Directive: Tally the lines in the entries below that contain the string "potted", treating the match as case-sensitive. Give only the resulting number.

* * * * * * * * *

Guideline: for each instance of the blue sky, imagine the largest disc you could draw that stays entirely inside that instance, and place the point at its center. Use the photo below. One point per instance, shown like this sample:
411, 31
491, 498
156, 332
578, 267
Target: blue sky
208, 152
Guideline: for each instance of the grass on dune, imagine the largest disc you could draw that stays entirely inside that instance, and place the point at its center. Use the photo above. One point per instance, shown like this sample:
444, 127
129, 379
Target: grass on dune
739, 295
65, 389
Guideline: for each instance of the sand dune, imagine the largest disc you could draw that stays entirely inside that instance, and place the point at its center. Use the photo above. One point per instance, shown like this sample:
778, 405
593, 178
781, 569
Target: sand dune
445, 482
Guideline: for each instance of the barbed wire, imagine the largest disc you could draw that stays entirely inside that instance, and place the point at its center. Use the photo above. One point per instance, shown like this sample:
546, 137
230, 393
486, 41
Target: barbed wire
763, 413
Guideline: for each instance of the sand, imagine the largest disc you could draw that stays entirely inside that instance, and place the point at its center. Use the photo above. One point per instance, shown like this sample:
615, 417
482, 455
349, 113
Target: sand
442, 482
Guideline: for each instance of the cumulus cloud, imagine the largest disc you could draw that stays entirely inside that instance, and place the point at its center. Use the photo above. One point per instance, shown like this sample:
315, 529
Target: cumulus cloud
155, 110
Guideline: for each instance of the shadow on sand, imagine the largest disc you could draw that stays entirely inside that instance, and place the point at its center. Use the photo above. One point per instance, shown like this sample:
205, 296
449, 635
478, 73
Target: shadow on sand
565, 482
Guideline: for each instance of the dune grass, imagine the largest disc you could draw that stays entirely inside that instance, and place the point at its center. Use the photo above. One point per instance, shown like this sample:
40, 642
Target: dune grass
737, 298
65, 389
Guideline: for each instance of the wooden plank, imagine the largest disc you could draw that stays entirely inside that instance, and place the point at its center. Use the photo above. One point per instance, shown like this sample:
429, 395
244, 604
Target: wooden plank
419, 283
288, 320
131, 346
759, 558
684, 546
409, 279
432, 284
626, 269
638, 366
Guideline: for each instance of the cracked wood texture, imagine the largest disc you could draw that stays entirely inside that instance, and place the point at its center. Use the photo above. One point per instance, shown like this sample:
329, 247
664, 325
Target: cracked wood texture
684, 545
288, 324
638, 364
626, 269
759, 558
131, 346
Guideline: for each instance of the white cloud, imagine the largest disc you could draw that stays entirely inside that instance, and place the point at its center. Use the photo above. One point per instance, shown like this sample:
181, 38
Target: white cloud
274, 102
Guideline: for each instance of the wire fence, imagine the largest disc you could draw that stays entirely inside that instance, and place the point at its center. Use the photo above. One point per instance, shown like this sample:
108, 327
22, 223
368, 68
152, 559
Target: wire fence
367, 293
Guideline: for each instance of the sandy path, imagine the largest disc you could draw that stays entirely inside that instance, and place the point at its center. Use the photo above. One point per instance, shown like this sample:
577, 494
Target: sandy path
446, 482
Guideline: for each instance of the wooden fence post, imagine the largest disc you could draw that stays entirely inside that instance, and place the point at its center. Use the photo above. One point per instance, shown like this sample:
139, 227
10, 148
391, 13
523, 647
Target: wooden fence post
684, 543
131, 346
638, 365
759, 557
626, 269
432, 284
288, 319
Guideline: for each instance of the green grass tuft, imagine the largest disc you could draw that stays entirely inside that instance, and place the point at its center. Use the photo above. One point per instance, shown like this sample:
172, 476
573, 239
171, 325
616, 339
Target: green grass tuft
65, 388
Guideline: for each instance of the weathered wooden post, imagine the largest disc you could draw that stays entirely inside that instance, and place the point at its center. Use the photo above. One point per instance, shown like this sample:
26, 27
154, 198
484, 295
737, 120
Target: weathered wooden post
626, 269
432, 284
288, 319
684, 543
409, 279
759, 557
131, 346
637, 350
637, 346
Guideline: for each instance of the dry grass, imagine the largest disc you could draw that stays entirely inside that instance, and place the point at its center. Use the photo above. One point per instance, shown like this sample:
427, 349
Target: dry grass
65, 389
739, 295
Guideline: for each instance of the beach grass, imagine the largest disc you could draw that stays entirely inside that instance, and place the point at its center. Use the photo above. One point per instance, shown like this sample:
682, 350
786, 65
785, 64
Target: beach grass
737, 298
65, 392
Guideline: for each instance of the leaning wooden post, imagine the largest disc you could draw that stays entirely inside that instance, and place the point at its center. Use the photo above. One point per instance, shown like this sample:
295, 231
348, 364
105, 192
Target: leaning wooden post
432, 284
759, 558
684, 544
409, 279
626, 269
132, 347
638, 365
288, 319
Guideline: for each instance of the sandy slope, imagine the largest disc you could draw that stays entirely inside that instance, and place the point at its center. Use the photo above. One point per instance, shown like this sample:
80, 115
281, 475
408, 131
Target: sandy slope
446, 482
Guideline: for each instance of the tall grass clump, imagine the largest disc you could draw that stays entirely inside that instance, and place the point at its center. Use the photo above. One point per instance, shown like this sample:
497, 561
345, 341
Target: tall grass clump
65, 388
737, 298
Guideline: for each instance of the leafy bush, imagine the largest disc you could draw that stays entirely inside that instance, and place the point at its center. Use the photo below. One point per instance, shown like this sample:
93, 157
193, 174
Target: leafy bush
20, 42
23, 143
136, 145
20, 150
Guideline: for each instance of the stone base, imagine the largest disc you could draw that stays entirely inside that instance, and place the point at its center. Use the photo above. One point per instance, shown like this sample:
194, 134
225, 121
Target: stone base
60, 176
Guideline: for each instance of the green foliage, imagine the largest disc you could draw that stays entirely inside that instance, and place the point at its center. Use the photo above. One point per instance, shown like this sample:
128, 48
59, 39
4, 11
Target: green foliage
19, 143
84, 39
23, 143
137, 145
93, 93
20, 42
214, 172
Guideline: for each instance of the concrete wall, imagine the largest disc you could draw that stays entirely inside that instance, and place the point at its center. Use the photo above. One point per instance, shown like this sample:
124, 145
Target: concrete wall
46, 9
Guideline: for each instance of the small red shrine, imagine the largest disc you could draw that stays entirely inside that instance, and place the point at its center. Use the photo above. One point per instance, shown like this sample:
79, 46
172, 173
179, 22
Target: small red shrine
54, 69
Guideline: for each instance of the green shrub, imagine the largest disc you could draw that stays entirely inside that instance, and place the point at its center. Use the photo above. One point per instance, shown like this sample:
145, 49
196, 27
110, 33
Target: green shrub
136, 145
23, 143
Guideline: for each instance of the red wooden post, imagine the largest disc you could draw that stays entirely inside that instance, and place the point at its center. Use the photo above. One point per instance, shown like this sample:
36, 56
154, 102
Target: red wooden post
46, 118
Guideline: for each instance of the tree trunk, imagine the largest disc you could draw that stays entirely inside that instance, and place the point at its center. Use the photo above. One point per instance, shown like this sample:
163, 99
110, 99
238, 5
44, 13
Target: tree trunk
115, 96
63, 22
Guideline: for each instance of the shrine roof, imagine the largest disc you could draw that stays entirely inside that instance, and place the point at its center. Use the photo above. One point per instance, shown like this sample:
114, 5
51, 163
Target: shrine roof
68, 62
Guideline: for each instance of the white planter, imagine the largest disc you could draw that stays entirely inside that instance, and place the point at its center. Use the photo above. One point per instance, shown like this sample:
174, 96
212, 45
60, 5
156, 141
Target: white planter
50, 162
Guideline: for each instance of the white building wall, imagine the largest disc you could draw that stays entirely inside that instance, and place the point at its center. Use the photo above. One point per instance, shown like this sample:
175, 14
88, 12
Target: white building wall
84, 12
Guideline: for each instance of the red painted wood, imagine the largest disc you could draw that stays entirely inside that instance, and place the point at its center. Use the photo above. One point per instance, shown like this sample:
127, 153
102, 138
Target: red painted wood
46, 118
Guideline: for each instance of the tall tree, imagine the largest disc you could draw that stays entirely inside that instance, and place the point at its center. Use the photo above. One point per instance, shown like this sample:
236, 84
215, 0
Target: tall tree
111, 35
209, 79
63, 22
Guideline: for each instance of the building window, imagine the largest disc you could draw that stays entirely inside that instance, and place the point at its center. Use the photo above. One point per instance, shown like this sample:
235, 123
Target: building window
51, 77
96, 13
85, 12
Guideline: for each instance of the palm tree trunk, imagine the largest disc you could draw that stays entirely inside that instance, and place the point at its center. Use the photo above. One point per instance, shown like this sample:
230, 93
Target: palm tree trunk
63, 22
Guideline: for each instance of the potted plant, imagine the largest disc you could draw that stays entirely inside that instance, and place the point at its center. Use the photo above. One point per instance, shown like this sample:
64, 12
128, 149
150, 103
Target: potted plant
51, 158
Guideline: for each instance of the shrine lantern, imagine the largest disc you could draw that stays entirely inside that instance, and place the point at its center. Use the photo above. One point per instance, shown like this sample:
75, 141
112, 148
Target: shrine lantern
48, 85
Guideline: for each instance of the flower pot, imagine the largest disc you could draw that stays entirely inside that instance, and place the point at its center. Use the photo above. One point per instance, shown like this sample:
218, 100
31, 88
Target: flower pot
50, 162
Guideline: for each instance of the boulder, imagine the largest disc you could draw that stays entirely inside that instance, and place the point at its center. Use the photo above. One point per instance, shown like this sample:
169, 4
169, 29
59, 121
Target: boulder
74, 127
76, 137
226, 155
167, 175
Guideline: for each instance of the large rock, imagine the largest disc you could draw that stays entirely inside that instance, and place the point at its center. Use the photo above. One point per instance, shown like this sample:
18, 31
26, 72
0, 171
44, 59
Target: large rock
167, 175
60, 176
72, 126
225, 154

* * * * * * * * *

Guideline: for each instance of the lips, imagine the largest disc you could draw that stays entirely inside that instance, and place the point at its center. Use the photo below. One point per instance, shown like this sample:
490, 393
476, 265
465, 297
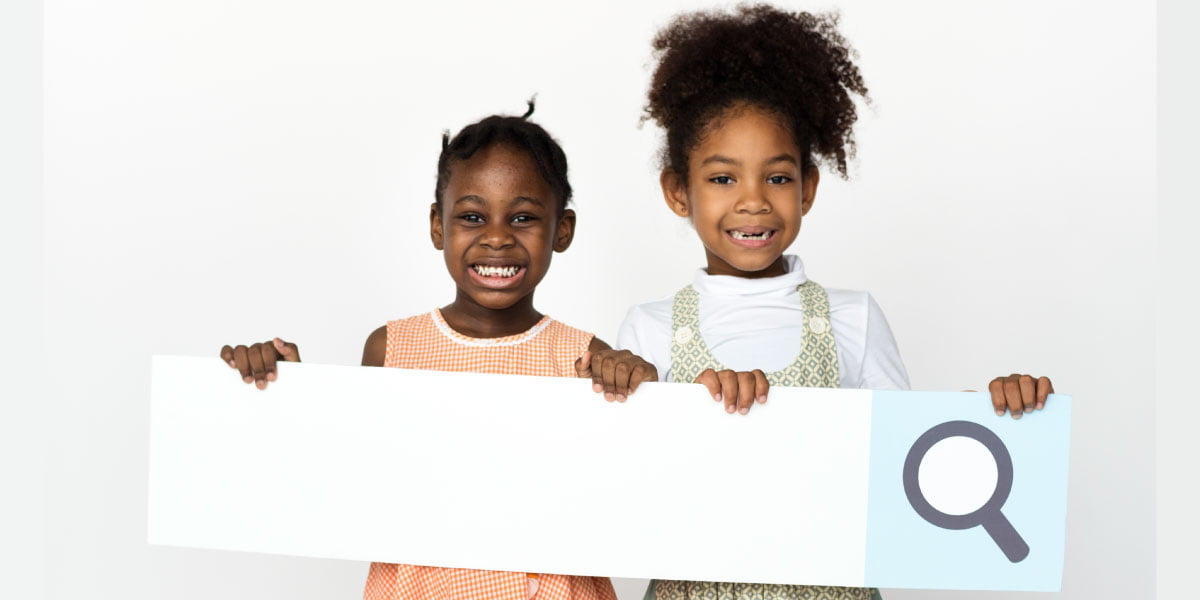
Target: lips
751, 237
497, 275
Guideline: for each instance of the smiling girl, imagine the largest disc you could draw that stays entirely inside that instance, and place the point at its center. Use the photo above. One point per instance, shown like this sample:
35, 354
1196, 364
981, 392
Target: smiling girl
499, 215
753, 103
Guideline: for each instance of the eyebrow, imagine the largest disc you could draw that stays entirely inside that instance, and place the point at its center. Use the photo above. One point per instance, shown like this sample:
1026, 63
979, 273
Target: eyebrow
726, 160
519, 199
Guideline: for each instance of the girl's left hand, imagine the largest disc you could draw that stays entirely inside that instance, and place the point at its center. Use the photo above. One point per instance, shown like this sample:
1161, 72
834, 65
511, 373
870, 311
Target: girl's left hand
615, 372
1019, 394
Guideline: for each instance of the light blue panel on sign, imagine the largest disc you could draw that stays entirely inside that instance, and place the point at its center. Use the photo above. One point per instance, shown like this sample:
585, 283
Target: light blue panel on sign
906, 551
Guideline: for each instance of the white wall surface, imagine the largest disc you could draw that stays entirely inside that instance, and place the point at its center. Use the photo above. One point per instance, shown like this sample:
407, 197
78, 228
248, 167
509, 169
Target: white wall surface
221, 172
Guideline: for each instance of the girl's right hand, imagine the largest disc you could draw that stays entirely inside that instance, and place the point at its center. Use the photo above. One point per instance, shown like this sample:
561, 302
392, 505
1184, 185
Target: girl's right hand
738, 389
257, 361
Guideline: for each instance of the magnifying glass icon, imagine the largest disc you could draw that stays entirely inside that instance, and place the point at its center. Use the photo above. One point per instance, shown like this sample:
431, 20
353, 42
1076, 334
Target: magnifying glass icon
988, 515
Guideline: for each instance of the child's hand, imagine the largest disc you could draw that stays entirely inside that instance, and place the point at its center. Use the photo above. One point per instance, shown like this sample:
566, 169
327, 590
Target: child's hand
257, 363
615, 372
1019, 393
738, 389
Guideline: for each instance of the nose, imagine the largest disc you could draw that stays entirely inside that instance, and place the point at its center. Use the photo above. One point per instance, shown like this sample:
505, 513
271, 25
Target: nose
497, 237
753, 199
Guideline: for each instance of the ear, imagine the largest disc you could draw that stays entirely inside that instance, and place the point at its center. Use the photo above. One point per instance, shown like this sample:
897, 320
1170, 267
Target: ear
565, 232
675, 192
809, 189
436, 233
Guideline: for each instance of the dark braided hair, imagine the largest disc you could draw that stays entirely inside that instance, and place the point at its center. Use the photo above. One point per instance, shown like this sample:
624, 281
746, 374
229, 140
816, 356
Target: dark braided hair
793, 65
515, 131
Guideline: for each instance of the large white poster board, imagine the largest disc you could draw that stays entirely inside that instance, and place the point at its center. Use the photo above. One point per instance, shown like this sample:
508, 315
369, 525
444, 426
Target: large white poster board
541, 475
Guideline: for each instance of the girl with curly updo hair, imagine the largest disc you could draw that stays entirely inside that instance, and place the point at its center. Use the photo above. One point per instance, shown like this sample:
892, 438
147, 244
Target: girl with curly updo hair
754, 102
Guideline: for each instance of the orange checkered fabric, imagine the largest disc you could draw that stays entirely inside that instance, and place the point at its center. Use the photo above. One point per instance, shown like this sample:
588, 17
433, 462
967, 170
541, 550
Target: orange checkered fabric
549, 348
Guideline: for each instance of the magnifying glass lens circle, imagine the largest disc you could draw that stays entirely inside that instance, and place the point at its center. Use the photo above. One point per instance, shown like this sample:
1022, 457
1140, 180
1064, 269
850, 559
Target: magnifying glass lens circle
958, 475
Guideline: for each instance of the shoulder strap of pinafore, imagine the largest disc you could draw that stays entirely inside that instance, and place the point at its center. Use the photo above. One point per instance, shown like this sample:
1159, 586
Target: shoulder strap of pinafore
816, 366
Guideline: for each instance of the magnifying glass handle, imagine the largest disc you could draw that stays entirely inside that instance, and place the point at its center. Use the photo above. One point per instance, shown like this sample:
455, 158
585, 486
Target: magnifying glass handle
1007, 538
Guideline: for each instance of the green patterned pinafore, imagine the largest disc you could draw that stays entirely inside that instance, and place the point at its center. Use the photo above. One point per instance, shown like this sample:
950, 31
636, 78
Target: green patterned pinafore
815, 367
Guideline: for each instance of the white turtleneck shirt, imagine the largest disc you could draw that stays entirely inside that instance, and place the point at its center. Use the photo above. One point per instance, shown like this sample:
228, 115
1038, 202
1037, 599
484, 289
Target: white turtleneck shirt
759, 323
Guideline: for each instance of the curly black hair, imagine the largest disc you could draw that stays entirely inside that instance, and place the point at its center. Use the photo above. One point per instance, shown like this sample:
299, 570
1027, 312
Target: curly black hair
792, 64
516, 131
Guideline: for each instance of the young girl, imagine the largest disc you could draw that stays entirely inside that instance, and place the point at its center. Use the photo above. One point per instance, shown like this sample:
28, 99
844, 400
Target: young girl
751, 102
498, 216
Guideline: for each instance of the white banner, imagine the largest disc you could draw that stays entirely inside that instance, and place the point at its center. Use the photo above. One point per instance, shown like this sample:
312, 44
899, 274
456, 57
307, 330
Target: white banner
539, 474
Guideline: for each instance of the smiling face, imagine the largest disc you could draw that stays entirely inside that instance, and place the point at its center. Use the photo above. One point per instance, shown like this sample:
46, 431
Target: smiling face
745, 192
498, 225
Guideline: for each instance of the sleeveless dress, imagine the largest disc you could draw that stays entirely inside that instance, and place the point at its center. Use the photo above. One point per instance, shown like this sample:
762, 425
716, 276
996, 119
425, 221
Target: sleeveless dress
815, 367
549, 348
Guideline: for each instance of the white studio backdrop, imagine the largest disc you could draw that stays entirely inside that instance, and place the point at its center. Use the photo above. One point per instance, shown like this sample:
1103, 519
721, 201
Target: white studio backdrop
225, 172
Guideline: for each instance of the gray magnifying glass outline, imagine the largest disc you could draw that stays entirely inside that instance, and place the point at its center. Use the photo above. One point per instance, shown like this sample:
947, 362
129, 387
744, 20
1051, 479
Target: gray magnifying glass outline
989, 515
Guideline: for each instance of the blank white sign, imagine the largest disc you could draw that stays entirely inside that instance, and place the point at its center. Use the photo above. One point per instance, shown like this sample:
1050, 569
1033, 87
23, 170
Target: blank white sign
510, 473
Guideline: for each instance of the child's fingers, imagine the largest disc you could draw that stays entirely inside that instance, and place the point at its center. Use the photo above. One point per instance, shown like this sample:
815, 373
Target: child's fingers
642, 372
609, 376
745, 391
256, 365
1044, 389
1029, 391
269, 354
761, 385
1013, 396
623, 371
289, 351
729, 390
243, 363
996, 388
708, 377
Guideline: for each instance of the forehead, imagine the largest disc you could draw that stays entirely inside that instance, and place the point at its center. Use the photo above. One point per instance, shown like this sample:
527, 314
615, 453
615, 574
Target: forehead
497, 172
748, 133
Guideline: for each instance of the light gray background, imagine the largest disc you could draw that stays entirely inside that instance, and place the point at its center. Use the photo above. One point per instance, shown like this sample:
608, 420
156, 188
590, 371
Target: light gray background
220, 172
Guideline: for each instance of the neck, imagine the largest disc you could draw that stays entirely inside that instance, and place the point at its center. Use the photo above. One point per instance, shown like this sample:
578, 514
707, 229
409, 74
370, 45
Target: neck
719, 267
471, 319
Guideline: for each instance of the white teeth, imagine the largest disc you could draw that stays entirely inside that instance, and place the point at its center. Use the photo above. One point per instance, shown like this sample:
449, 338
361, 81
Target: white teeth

* * * * * * * * *

Full solution: 2